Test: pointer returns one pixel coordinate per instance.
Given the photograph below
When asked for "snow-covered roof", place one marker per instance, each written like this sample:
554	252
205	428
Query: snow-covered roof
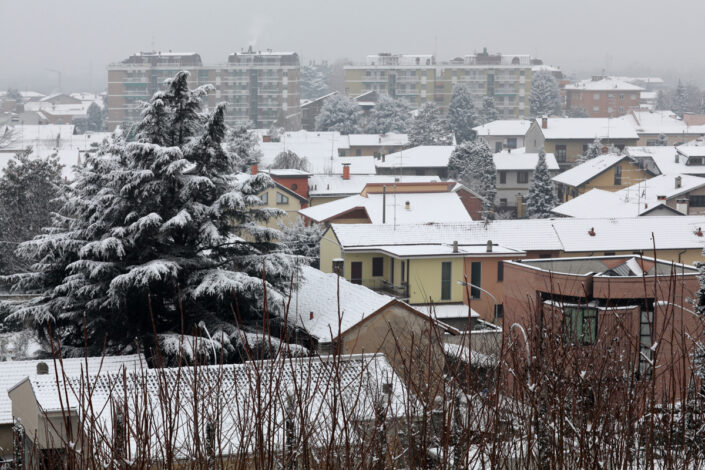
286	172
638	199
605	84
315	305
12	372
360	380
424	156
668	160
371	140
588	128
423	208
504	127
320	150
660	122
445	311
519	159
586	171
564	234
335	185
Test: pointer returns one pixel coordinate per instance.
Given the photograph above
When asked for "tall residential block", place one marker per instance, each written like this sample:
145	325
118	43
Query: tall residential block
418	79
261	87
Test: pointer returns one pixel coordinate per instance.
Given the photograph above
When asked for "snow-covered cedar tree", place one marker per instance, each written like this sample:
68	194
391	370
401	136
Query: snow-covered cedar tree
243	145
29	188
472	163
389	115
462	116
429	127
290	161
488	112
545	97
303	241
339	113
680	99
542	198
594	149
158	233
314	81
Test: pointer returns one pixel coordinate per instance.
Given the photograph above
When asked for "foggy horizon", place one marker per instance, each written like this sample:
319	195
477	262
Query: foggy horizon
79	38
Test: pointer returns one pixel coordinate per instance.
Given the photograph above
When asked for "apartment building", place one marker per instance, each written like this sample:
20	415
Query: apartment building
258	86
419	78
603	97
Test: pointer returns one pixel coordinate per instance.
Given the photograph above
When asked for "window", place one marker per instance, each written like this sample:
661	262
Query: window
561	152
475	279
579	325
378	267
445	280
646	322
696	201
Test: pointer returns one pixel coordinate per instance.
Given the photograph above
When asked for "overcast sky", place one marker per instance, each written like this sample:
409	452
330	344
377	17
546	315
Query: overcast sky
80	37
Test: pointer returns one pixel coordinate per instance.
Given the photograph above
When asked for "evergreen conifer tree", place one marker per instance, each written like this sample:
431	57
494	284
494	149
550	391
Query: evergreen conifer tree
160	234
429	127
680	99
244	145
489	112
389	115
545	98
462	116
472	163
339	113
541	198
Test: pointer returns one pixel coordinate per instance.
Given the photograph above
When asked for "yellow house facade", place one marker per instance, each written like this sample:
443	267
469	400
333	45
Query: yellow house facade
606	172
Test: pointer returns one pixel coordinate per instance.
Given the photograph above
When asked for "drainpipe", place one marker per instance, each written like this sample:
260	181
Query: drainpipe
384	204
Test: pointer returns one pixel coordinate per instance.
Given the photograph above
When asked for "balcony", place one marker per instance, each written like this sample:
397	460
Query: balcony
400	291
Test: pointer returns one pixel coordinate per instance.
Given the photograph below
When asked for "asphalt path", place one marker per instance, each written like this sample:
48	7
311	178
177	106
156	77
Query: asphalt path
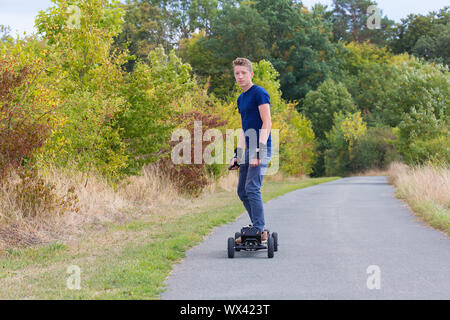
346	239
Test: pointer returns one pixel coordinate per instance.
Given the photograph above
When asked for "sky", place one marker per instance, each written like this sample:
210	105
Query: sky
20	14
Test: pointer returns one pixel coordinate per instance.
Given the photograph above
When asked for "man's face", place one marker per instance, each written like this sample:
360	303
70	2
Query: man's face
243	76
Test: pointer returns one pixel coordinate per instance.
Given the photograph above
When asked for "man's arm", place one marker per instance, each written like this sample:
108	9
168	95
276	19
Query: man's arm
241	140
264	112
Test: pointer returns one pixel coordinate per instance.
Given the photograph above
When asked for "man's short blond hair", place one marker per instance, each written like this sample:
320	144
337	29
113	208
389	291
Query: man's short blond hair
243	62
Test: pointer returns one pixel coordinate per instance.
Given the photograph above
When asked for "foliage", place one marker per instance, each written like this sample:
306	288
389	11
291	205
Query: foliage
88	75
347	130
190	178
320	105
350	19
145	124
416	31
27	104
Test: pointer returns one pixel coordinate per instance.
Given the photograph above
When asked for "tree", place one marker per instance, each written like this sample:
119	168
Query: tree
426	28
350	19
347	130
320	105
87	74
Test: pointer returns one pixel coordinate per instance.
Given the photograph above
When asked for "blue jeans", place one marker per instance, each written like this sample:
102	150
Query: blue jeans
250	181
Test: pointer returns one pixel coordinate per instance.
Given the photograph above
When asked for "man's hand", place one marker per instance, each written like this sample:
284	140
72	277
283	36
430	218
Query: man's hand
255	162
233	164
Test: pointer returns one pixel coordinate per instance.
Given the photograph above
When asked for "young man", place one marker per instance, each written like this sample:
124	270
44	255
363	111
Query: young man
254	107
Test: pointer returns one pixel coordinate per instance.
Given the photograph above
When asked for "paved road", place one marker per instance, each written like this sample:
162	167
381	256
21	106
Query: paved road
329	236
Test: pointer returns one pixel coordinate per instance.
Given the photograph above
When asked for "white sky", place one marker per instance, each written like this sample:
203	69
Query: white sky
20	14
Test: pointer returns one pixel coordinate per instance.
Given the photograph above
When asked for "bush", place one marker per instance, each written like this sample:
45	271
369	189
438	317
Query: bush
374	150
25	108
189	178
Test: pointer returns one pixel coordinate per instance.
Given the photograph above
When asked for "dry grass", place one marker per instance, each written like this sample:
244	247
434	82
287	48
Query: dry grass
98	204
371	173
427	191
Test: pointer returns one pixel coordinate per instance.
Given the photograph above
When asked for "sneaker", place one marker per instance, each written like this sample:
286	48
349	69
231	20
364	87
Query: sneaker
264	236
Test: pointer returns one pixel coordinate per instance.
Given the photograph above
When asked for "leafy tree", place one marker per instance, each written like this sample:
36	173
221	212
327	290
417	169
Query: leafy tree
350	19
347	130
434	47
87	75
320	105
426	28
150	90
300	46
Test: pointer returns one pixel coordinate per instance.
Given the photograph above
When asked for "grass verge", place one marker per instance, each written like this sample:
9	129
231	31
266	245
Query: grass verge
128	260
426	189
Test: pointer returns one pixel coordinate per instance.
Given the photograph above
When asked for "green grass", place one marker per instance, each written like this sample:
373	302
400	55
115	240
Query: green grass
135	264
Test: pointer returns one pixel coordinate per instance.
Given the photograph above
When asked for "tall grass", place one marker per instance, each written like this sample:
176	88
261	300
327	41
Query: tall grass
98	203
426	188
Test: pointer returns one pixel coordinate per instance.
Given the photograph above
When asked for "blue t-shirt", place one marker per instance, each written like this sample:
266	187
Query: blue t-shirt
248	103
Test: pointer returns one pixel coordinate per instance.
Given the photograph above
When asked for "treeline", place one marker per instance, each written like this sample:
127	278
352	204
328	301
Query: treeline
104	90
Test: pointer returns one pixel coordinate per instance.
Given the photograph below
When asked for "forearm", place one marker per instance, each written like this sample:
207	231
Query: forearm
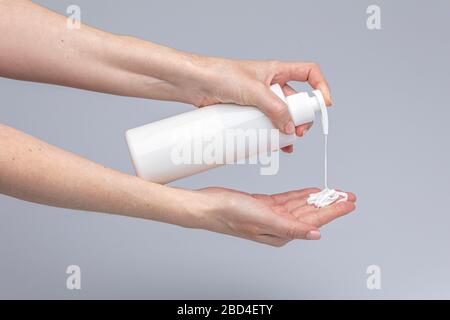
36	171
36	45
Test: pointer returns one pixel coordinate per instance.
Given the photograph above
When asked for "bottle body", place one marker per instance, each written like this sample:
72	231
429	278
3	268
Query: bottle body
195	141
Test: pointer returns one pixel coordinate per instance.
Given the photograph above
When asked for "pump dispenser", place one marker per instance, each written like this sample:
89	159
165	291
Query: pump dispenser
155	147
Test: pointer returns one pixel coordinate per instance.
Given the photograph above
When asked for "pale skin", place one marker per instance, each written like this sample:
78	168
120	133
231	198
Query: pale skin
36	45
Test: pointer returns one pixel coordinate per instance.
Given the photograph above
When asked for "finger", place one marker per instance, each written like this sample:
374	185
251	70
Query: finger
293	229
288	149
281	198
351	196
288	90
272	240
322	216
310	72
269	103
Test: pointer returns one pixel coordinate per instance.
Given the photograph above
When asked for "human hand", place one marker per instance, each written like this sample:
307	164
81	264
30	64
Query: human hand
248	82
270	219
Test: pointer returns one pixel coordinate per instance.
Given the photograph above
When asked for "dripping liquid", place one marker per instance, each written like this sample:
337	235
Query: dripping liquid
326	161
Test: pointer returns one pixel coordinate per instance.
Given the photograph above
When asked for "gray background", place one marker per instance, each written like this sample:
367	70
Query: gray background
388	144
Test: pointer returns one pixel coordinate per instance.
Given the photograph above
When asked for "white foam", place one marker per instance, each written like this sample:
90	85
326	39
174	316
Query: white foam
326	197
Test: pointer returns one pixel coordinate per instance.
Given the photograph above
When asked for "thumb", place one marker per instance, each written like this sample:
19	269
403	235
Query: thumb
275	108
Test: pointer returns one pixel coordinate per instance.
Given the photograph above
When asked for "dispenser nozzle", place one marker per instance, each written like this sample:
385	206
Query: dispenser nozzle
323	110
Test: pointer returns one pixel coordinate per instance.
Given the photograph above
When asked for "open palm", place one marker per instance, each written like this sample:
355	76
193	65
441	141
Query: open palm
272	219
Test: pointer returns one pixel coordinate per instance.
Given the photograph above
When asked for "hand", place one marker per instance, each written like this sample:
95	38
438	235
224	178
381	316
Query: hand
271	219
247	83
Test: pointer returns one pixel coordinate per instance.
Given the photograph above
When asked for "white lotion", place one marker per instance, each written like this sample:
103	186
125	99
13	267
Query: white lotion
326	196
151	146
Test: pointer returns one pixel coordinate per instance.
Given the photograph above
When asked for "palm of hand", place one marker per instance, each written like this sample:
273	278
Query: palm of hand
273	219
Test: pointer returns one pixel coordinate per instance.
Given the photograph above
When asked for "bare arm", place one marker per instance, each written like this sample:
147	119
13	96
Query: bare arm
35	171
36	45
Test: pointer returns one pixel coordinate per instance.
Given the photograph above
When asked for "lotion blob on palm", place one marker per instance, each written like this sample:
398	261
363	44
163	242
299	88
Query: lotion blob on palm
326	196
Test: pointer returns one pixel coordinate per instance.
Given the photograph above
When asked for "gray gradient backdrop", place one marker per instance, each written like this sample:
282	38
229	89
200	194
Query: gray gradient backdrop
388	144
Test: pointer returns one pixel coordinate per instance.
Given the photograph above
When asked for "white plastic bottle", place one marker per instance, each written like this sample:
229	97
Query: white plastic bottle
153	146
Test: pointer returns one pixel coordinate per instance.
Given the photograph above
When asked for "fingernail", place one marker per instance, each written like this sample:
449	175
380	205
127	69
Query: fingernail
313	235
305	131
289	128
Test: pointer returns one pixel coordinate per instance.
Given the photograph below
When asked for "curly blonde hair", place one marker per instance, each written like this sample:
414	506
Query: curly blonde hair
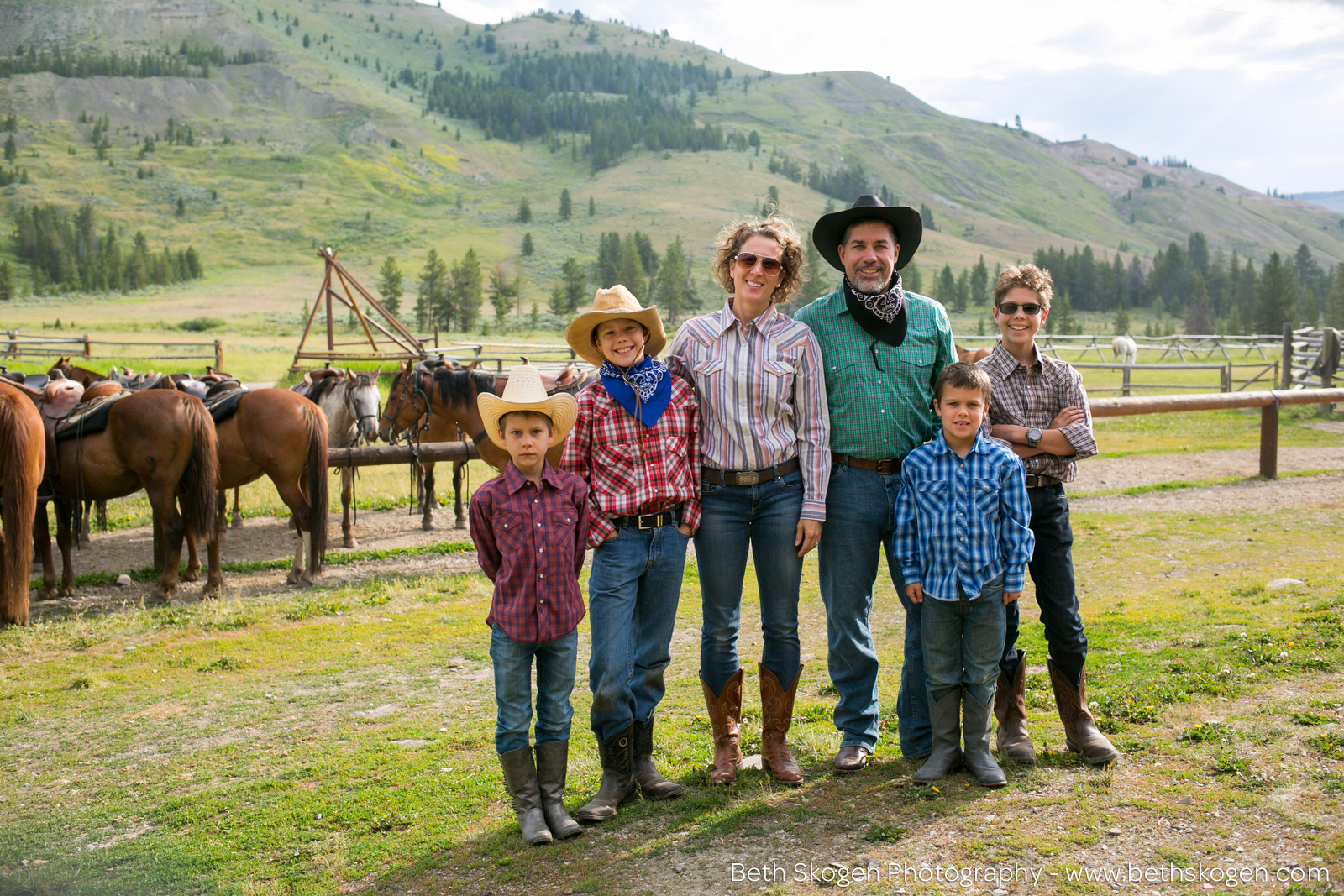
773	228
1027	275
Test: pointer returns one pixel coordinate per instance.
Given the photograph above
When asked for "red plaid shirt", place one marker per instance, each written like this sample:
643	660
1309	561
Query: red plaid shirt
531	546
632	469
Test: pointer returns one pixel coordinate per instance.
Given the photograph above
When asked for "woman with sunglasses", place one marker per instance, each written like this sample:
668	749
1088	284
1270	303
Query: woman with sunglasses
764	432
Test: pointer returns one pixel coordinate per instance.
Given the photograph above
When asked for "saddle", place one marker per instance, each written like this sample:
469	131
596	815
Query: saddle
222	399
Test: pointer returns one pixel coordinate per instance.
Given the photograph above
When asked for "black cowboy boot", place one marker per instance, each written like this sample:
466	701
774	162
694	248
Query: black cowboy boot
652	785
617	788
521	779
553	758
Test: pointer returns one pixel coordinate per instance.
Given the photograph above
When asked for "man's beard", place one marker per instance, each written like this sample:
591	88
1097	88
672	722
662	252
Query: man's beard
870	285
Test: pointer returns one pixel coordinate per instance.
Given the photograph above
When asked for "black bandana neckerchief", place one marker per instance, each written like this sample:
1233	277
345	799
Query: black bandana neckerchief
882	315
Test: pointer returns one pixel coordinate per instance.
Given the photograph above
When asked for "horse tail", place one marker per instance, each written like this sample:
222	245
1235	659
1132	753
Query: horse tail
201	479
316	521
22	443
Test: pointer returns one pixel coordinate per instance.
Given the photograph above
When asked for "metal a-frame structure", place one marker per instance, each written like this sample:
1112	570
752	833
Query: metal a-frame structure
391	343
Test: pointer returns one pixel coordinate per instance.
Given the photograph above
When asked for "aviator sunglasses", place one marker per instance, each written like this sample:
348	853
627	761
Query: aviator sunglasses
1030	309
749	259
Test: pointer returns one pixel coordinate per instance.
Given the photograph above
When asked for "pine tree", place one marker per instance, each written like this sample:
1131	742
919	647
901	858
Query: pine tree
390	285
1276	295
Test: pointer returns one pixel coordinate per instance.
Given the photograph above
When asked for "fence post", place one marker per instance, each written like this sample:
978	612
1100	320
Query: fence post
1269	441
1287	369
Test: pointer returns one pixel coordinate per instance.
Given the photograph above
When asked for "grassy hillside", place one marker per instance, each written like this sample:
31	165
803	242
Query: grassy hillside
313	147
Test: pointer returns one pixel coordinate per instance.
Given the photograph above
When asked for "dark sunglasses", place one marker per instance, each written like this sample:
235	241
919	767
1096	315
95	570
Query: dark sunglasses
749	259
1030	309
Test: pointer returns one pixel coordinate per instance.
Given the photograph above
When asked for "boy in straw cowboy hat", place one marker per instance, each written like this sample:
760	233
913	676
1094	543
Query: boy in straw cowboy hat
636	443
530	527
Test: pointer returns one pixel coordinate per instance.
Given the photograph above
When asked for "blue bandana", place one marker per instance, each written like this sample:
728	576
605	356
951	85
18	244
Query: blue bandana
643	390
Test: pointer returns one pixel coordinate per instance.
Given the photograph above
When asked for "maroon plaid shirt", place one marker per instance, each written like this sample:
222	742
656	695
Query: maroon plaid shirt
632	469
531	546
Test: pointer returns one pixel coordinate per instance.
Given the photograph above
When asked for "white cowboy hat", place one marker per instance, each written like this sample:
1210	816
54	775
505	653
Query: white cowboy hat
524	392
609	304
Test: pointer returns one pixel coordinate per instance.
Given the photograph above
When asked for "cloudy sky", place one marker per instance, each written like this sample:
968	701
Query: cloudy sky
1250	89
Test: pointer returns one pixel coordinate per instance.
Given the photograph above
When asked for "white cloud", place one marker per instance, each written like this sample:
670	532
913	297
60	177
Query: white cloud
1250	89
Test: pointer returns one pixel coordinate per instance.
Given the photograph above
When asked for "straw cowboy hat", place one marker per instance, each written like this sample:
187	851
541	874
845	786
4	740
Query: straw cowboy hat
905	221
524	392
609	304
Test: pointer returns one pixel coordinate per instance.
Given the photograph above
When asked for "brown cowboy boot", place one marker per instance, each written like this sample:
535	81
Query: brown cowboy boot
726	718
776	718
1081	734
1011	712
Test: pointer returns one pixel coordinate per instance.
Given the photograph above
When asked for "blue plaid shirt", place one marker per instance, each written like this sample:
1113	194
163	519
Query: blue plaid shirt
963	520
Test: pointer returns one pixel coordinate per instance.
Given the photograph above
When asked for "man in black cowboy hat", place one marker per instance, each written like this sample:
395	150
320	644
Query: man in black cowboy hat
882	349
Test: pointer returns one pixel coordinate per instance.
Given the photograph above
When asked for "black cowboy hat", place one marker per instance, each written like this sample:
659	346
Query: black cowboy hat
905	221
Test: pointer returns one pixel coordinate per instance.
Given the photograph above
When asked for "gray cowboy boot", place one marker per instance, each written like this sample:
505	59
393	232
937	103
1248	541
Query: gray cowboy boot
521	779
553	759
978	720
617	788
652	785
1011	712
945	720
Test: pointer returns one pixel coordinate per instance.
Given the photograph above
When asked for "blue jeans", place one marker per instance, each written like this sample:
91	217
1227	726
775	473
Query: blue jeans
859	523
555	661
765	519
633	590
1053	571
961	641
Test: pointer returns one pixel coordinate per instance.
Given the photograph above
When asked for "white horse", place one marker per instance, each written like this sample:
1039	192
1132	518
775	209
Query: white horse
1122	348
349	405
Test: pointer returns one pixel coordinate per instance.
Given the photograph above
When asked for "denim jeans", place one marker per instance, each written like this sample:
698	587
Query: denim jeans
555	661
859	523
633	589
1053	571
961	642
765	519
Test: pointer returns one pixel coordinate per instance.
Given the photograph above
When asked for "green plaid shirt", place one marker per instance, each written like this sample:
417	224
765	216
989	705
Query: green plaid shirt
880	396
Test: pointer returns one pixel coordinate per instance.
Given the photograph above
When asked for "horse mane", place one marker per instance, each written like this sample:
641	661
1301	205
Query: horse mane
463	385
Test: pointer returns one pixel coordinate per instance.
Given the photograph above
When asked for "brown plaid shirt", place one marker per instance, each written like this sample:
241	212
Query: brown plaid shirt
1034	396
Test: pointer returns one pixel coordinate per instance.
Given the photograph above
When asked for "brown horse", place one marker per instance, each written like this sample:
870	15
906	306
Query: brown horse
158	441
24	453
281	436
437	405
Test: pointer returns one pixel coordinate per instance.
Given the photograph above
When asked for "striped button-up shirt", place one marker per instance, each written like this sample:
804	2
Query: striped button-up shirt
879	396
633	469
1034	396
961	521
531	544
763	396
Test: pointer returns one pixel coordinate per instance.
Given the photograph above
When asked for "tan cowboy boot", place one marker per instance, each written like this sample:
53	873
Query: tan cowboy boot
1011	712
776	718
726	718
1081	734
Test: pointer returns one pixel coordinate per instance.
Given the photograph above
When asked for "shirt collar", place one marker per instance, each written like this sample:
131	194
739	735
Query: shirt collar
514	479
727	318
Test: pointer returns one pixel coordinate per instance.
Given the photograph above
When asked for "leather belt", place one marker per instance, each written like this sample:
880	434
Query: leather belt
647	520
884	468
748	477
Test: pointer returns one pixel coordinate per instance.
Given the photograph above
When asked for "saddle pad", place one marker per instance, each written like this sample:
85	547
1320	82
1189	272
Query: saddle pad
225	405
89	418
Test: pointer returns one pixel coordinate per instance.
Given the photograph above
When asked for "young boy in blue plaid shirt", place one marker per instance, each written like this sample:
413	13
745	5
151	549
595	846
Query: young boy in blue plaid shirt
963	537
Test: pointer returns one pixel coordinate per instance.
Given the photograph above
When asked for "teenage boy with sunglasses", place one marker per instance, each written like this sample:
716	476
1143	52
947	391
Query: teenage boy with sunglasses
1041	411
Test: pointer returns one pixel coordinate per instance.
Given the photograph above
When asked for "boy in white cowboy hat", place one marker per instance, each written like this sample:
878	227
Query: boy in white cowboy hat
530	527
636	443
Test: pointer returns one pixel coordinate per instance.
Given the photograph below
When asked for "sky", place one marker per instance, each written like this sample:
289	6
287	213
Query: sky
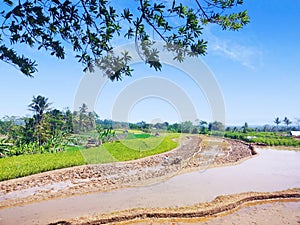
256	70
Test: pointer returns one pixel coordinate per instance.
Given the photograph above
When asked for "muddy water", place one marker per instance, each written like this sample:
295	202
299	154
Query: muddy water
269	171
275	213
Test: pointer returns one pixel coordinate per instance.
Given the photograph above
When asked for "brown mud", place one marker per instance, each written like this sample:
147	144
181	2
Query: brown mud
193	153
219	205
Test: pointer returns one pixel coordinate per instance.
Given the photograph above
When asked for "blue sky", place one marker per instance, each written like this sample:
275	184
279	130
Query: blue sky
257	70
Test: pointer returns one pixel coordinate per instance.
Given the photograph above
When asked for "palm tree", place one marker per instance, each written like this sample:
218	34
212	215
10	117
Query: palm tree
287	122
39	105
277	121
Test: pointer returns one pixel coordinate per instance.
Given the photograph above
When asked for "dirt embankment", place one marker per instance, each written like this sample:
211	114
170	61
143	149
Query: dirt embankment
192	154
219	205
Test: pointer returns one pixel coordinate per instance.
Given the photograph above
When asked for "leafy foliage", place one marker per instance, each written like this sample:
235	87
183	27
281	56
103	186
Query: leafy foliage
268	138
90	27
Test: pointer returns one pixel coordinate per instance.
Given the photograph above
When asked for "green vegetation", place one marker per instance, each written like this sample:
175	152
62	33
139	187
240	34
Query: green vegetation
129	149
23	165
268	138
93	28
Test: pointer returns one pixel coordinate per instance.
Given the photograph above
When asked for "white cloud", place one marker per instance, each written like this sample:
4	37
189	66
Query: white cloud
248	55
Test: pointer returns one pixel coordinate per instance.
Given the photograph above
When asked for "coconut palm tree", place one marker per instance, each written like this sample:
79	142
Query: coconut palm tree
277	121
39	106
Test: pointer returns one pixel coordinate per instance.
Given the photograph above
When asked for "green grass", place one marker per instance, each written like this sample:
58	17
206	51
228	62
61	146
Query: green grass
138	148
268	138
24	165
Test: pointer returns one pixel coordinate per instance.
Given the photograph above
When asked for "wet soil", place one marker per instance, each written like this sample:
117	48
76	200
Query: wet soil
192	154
•••••
→ **Task to complete**: Count the lines above that contain the string "facade", and give only the number.

→ **Right answer**: 2